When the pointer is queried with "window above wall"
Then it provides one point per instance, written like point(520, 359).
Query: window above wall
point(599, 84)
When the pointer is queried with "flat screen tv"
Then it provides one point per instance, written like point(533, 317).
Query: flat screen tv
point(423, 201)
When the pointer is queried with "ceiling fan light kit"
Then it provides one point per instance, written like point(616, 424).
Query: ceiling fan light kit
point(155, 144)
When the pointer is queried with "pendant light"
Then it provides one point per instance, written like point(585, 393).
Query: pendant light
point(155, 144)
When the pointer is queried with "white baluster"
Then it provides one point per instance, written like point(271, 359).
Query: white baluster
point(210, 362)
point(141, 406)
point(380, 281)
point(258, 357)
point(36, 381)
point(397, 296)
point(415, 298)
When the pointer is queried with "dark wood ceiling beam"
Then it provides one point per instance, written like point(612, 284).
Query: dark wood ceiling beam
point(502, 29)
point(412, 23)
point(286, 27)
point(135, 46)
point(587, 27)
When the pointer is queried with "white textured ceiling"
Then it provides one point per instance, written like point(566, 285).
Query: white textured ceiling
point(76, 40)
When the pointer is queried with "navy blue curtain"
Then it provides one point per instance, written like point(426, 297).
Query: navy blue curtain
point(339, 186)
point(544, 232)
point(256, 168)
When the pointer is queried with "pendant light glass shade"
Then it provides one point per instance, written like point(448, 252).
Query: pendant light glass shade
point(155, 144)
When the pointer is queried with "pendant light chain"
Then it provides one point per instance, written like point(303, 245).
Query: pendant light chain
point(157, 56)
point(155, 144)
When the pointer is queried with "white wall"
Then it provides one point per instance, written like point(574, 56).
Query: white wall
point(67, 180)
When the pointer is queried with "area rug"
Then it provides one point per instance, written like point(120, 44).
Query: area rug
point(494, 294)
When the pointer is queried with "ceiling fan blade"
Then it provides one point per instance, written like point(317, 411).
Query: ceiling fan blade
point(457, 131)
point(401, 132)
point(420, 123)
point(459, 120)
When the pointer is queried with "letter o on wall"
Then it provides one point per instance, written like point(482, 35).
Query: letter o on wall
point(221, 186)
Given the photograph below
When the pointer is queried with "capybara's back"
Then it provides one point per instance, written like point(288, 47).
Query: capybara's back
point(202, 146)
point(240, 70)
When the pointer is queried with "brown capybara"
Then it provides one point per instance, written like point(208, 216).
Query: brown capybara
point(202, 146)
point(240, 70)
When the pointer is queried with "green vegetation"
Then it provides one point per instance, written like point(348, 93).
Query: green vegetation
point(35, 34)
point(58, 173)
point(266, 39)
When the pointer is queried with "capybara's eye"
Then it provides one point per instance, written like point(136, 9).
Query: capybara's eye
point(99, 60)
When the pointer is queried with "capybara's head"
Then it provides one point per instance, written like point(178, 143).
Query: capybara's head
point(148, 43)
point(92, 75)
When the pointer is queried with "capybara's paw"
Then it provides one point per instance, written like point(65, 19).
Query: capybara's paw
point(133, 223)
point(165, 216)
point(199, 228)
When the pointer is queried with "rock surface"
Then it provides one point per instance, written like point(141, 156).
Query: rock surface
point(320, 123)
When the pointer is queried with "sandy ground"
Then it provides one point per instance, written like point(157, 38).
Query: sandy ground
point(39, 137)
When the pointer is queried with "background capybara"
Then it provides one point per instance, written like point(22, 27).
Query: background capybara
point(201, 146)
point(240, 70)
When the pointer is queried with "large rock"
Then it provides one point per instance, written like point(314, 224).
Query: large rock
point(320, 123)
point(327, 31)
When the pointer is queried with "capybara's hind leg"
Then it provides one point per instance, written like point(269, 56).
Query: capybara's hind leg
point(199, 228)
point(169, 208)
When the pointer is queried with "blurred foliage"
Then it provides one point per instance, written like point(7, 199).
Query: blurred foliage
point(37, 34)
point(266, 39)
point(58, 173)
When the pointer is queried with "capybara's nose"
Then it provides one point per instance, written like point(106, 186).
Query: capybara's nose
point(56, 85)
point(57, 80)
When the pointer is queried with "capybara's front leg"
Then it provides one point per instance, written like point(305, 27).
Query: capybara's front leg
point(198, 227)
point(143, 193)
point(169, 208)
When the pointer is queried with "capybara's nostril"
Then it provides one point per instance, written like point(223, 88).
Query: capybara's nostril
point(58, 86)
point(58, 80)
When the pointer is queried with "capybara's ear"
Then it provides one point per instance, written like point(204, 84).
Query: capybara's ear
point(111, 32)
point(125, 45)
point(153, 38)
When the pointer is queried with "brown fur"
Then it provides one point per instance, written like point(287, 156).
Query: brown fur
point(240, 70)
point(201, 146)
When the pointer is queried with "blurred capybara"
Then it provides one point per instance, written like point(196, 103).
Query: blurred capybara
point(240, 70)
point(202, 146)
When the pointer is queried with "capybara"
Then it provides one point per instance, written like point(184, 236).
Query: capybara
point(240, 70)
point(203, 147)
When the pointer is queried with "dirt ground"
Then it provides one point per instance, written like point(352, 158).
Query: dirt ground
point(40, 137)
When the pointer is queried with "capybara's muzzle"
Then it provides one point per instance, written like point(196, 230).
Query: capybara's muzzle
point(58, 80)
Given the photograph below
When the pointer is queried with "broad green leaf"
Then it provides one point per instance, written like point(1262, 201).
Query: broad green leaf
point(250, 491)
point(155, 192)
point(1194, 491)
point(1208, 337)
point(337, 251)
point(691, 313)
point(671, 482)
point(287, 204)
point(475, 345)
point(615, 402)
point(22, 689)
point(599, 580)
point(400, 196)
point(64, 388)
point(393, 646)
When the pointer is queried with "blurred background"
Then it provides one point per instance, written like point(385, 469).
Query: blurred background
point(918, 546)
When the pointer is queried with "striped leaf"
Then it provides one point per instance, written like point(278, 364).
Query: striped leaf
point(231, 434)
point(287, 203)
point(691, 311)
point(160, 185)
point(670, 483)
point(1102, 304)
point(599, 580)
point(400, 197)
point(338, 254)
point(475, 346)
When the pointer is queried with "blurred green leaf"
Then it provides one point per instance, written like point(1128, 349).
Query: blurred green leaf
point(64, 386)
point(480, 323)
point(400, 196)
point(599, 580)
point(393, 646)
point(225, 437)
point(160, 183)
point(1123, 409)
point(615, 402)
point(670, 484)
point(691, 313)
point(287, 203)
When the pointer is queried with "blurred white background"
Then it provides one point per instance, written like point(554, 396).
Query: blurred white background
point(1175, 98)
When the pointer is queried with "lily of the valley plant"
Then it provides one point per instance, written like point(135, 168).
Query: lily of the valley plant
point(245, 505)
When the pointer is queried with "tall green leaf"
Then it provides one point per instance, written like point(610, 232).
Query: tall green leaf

━━━

▶ [STATED GOAL] Reproduce each entry from the records above, character for character.

▶ [ANSWER TO THE PROBLEM]
When the pointer is queried with "window above wall"
Then it provides one point per instance, written like point(520, 359).
Query: window above wall
point(599, 84)
When the pointer is queried with "flat screen tv"
Then it provides one point per instance, written like point(533, 317).
Query: flat screen tv
point(423, 201)
When the pointer is queried with "ceiling fan light kit"
Then it provides one point per instance, written like point(616, 424).
Query: ceiling fan light kit
point(155, 144)
When the pointer is queried with "pendant light"
Then it provides one point per instance, written like point(585, 393).
Query: pendant light
point(155, 144)
When the pointer is queried with "white baluster"
Then it provides one point per instance, written like point(271, 359).
Query: white baluster
point(210, 362)
point(141, 406)
point(380, 281)
point(258, 357)
point(36, 381)
point(397, 296)
point(415, 298)
When the pointer is queried with "dark wood ceiling beam"
Then it provides one point per instance, written like point(612, 284).
Query: dark wood ceiling beam
point(502, 29)
point(412, 23)
point(286, 27)
point(135, 46)
point(587, 27)
When the pointer is queried with "white textured ceiling"
Then it provides one point per instance, written like point(566, 285).
Query: white textured ceiling
point(76, 40)
When the pointer is queried with "navy blue curtain"
Then it provides one point per instance, written like point(426, 297).
Query: navy blue curtain
point(339, 186)
point(544, 232)
point(256, 168)
When the pointer is queried with "pendant light glass shade"
Then it provides one point per instance, written like point(448, 252).
Query: pendant light glass shade
point(155, 144)
When the pointer is queried with "pendant light chain"
Then it provides one point per instance, written like point(303, 245).
Query: pendant light chain
point(157, 56)
point(155, 144)
When the pointer is queried with "white wall"
Then it provides one point per instance, written like point(574, 56).
Query: white wall
point(67, 180)
When the pointer is queried with "area rug"
Then it provides one point per instance, written like point(120, 44).
Query: area rug
point(494, 294)
When the pointer is queried with "ceiling fan blade"
Then it provides one point per instance, written like point(317, 411).
Query: ceiling fan blade
point(457, 131)
point(401, 132)
point(420, 123)
point(459, 120)
When the pointer is queried with "letter o on wall"
Then it provides one point per instance, written like point(482, 35).
Query: letter o on wall
point(221, 186)
Given the photograph below
When the pointer is queried with "capybara's back"
Then it provides one point per instance, written like point(288, 47).
Query: capybara's back
point(202, 146)
point(240, 70)
When the pointer is queried with "brown capybara"
Then it provides one point per instance, written like point(208, 216).
Query: brown capybara
point(202, 146)
point(240, 70)
When the pointer is queried with "green vegetation"
Then it provides one point per instance, written like point(348, 93).
Query: green vegetation
point(35, 34)
point(58, 173)
point(266, 39)
When the pointer is queried with "capybara's eye"
Then it provides one point per instance, written like point(136, 9).
Query: capybara's eye
point(99, 60)
When the pointer is queried with "capybara's head"
Then it provides one point per instance, written like point(178, 143).
Query: capybara's head
point(148, 43)
point(92, 75)
When the pointer is queried with "capybara's paw"
Then it provides one point per instance, written like point(65, 19).
Query: capybara's paw
point(133, 223)
point(165, 216)
point(199, 228)
When the pointer is queried with "rock surface"
Then it provides one point per instance, written like point(141, 156).
Query: rock surface
point(320, 123)
When the pointer is queried with "sandy ground"
Then it provides one point per instance, written like point(157, 38).
Query: sandy ground
point(39, 137)
When the pointer is queried with "background capybara"
Then it provides one point per instance, written like point(22, 27).
Query: background capybara
point(201, 146)
point(240, 70)
When the pointer is queried with "large rock"
Then it provides one point per instance, written like point(314, 224).
Query: large rock
point(320, 123)
point(327, 31)
When the pointer is queried with "capybara's hind leg"
Then it provides one point per instance, written like point(269, 56).
Query: capybara's hind leg
point(199, 228)
point(169, 208)
When the pointer is queried with "blurred foliage"
Then it provides one point per instance, written like point(7, 199).
Query: blurred foliage
point(37, 34)
point(266, 39)
point(58, 173)
When the pointer is queried with "capybara's nose"
Then it provides one point per instance, written like point(106, 186).
Query: capybara's nose
point(56, 85)
point(57, 80)
When the pointer is queried with "capybara's front leg"
Then it provides one point per instance, written like point(305, 27).
Query: capybara's front leg
point(198, 227)
point(143, 193)
point(169, 208)
When the pointer is queried with "capybara's nostril"
Then it provides one point per instance, written like point(223, 88).
Query: capybara's nostril
point(58, 86)
point(58, 80)
When the pointer is queried with "capybara's ear"
Then it provides one point per instance, written like point(204, 84).
Query: capybara's ear
point(111, 32)
point(125, 45)
point(153, 38)
When the pointer is queried with "brown fur"
Then it provides one point per instance, written like point(287, 156).
Query: brown fur
point(240, 70)
point(201, 146)
When the pointer is queried with "blurred capybara"
Then it provides one point per instance, written like point(196, 103).
Query: blurred capybara
point(240, 70)
point(202, 146)
When the pointer is queried with "capybara"
Then it provides one point per instance, written like point(184, 236).
Query: capybara
point(240, 70)
point(203, 147)
When the pointer is queried with "dirt ground"
Then it provides one point per instance, written like point(352, 158).
Query: dirt ground
point(40, 137)
When the pointer is queried with "capybara's muzzle"
Then it provides one point per instance, written like point(196, 230).
Query: capybara's muzzle
point(58, 80)
Given the photograph below
When the pointer is queried with "broad green leaf"
Then it provides one point per instance, written like point(1262, 201).
Query: broad green leaf
point(250, 491)
point(155, 192)
point(1194, 491)
point(1208, 337)
point(337, 251)
point(691, 313)
point(671, 482)
point(287, 204)
point(475, 345)
point(615, 402)
point(22, 689)
point(599, 580)
point(400, 196)
point(64, 388)
point(393, 646)
When the pointer is queried with "blurred background"
Then it provides one point per instance, written like point(385, 469).
Query: blurred background
point(918, 546)
When the pointer is queried with "striped leaf"
Then it provides one point per instance, written like point(278, 364).
Query: striped leaf
point(231, 434)
point(287, 203)
point(691, 311)
point(160, 185)
point(670, 483)
point(1102, 304)
point(599, 580)
point(400, 197)
point(338, 254)
point(475, 346)
When the pointer is queried with "blurred green leaf"
Then it provides one point per instance, written like point(1128, 349).
Query: blurred green leaf
point(64, 386)
point(480, 323)
point(400, 196)
point(599, 580)
point(393, 646)
point(225, 437)
point(160, 183)
point(1123, 409)
point(615, 402)
point(670, 484)
point(691, 313)
point(287, 203)
When the pointer is queried with "blurred white background"
Then it provides one point per instance, written like point(554, 396).
Query: blurred white background
point(1175, 98)
When the pointer is queried with "lily of the valley plant"
Then it provides one point per instance, written like point(135, 168).
Query: lily of the valley plant
point(245, 505)
When the pointer is queried with "tall green leaf"
Then it provides one point per instance, written like point(610, 232).
Query: tall green leaf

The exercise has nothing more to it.